Brano proposto:
▬▬▬▬▬▬▬▬▬▬
Da oltre un anno – quando tutti dicevano e scrivevano che coltivare il grano era un’attività antieconomica a causa dei prezzi sempre più bassi – Mario Pagliaro avverte gli agricoltori siciliani e del resto d’Italia che il prezzo del grano sarebbe rapidamente aumentato, invitandoli a tornare rapidamente a coltivare il frumento. Adesso, addirittura, parla di possibile requisizione del grano in molti Paesi del mondo. Componente del comitato tecnico-scientifico di Legambiente, chimico, ricercatore del CNR, appassionato di climatologia, Pagliaro è uno degli scienziati italiani più citati al mondo.

Noi lo abbiamo più volte intervistato su altri argomenti. Siccome fino ad ora non ha sbagliato le previsioni – da 18-20 euro al quintale il prezzo del grano duro è passato nell’arco di sei-sette mesi a 27-28 euro al quintale – ci colpisce molto la sua tesi sulla requisizione del grano in molti Paesi del mondo per una riduzione della produzione.

Allora, come ha fatto a prevedere un simile aumento dei prezzi?

“Le piogge e poi il ghiaccio che da oltre un anno investono le immense pianure nordamericane hanno ridotto sensibilmente raccolti e superficie coltivata. Quella attuale in America è al punto più basso dal 1909, agli albori della meccanizzazione dell’agricoltura, solo 29 milioni di acri. Solo da Settembre i prezzi sono saliti del 25%. In Canada è iniziato a nevicare a Settembre, portando gli agricoltori ad accelerare per quanto possibile il raccolto. Voi ricorderete forse lo scorso mese di Maggio i viticoltori francesi o quelli trentini con i fuochi accesi fra i filari per salvare la produzione dal ghiaccio. Oppure i campi di grano allagati nelle Puglie in prossimità del raccolto”.

Sì, qualche notizia, soprattutto dalla Francia, è arrivata anche a noi. E nel resto del mondo?

“In Pakistan, 200 milioni di abitanti, dopo che il governo a Luglio ha vietato le esportazioni di grano a causa del pessimo raccolto, il governo nei giorni scorsi è intervenuto per calmierare i prezzi, quasi raddoppiati per farina e pane. In India, le regioni del Nord, esattamente come buona parte del Pakistan, registrano gelo e neve come non si vedevano da decenni. E’ finita sotto la neve nei giorni scorsi persino l’Arabia Saudita, e nevica in Giordania dopo che nei giorni scorsi la neve ha raggiunto il Libano al livello del mare”.
▬▬▬▬▬▬▬▬▬▬
Righe fornite:
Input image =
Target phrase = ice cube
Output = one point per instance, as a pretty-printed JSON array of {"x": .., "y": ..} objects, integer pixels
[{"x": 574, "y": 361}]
▬▬▬▬▬▬▬▬▬▬
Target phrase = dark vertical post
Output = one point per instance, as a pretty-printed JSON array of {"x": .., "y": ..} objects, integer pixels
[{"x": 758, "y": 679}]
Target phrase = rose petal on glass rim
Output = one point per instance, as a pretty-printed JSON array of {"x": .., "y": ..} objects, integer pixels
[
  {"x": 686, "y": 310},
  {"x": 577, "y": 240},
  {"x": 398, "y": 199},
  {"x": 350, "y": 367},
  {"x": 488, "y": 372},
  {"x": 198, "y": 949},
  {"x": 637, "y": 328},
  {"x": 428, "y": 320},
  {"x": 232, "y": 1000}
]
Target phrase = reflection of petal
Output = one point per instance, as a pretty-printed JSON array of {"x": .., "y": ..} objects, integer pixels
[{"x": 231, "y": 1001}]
▬▬▬▬▬▬▬▬▬▬
Compiti da svolgere:
1. Elenca i Paesi nominati nella risposta dell'intervista sul grano che comincia con «In Pakistan, 200 milioni di abitanti».
2. Per favore, ricopia il passo dell'intervista sul grano partendo dalle parole «Noi lo abbiamo» e fermandoti dopo le parole «riduzione della produzione.».
Le righe sono materiale a sé, distinto dall'intervista sul grano.

Soluzioni:
1. Pakistan, India, Arabia Saudita, Giordania, Libano

2.
Noi lo abbiamo più volte intervistato su altri argomenti. Siccome fino ad ora non ha sbagliato le previsioni – da 18-20 euro al quintale il prezzo del grano duro è passato nell’arco di sei-sette mesi a 27-28 euro al quintale – ci colpisce molto la sua tesi sulla requisizione del grano in molti Paesi del mondo per una riduzione della produzione.